=== OBJECTIVE ===
Rewrite the lines below as a numbered list, skipping any blank lines and leaving out the pictures.

⁂

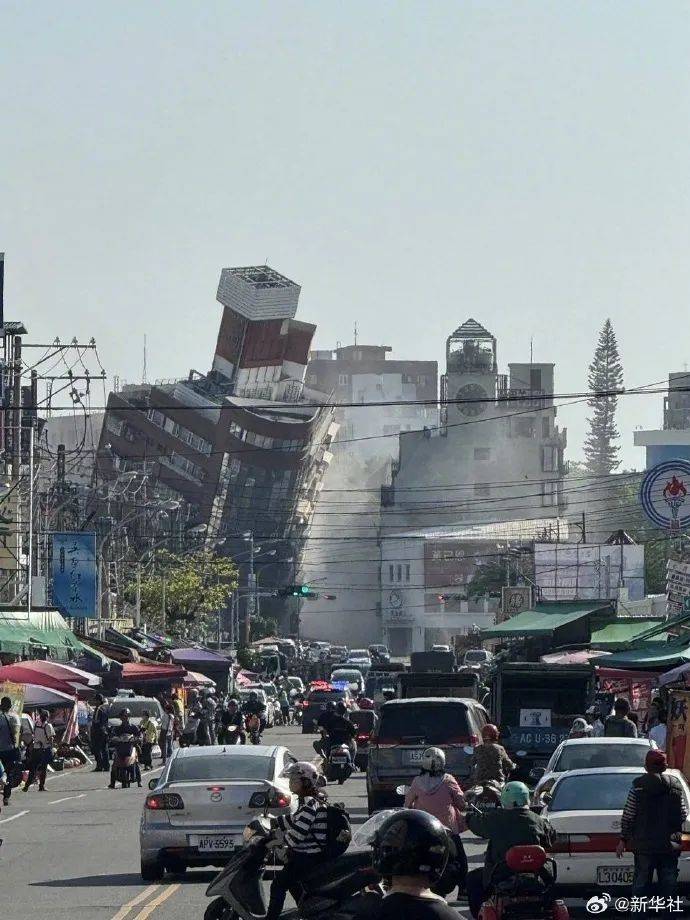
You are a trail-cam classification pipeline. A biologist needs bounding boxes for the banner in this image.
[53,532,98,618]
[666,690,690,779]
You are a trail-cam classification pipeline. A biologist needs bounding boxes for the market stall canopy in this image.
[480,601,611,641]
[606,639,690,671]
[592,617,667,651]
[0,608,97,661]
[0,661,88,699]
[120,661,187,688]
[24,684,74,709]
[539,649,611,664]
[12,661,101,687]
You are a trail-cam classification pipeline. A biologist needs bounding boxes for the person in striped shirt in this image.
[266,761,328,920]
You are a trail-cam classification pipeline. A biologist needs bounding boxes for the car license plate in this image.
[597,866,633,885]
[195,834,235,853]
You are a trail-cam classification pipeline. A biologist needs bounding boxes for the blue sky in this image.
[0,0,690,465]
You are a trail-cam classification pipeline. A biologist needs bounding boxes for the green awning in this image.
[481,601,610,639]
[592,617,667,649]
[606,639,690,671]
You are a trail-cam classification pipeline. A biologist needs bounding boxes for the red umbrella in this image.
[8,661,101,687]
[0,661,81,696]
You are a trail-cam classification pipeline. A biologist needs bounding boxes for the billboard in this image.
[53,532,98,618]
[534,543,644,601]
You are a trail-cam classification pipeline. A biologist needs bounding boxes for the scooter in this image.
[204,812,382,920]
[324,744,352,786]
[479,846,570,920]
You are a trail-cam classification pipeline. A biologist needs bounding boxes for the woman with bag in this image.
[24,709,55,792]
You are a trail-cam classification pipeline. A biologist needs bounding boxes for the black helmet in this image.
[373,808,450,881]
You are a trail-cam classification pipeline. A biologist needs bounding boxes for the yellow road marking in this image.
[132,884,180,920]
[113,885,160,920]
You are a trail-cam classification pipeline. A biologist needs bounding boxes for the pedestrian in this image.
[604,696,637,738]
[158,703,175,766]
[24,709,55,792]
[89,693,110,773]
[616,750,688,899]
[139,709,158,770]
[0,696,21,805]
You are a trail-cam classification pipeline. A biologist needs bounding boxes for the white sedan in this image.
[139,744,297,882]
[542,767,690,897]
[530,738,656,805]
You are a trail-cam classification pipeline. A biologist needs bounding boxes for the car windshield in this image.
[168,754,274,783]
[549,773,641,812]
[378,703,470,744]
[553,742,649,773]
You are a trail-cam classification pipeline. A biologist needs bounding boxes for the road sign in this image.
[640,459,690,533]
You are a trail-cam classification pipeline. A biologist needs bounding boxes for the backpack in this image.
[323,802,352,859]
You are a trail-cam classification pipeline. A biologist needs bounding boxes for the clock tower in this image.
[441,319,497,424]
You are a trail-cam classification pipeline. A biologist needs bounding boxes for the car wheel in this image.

⁂

=== EXERCISE SOLUTION ===
1. You are a trail-cam classification pipeline. A biologist needs bounding boxes for the banner in this image.
2. [53,532,98,618]
3. [666,690,690,779]
4. You are a trail-cam classification pipeline. A biologist needs bounding boxes for the market stall canopy in this image.
5. [480,601,611,641]
6. [606,639,690,671]
7. [592,617,667,651]
8. [0,608,97,661]
9. [0,661,88,699]
10. [120,661,187,688]
11. [24,684,74,709]
12. [539,649,611,664]
13. [12,661,101,687]
14. You are a trail-cam classification pipeline. A biologist needs bounding boxes for the person in striped shirt in this image.
15. [266,761,328,920]
16. You are a trail-cam classification pipeline. A biologist needs bounding boxes for the car license plate in this image.
17. [597,866,633,885]
18. [195,834,235,853]
19. You are a trail-cam classification pipeline. A biologist needs bounding boxes for the blue sky in this image.
20. [0,0,690,465]
21. You are a trail-cam classification pipeline. A biologist needs bounding boxes for the green awning in this image.
22. [481,601,610,639]
23. [592,617,667,649]
24. [606,639,690,671]
25. You are a trail-cam classification pipeline. A biologist needs bounding boxes for the red umbrella in this image.
26. [8,661,101,687]
27. [0,661,81,696]
28. You are a trail-cam classification pipeline. A biologist needs bounding boxes for the billboard in this image.
29. [53,532,98,618]
30. [534,543,644,601]
31. You are a trail-cam classification pipeline. A biologist needs bounding boxes for the scooter in this image.
32. [204,812,382,920]
33. [324,744,352,786]
34. [479,846,570,920]
35. You are a trail-cam classification pipeline. A biologist needs bounding boxes for the woman with bag in this image.
36. [24,709,55,792]
37. You are a trail-cam classification pipeline. A biologist needs bounding boxes for the black helmet in this image.
38. [373,808,450,881]
39. You are a trail-cam classification pipeline. A biologist needs bounding boxes for the yellow road marking in this image.
40. [132,884,180,920]
41. [113,885,160,920]
42. You are a trail-cam classification pipeline. A biologist needs bounding boxes for the pedestrian in this image.
43. [604,696,637,738]
44. [158,703,175,766]
45. [24,709,55,792]
46. [89,693,110,773]
47. [616,750,688,899]
48. [139,709,158,770]
49. [0,696,21,805]
50. You are a trail-cam classification pipeline. A biologist needs bounding boxes for the white sedan in this image.
51. [139,744,297,882]
52. [542,767,690,897]
53. [530,738,656,805]
54. You are a trail-cam classification pipeline. A biologist needs bounding boxes for the car windshield in this image.
55. [168,754,274,783]
56. [549,773,641,812]
57. [378,703,470,744]
58. [553,742,649,773]
59. You are a trail-cam classification pipeline. A biologist needs bounding boxes for the road sign in this image.
60. [640,459,690,533]
61. You are a trail-cam classification pipeline. A biologist needs bounding boxes for the backpack in this image.
62. [323,802,352,859]
63. You are a trail-cam classification pipeline. A biologist needs bounding boxes for the clock tower in this image.
64. [441,319,497,424]
65. You are a trail-cam classification pipeline. A biologist needs bounding boxes for the car wheel in this image.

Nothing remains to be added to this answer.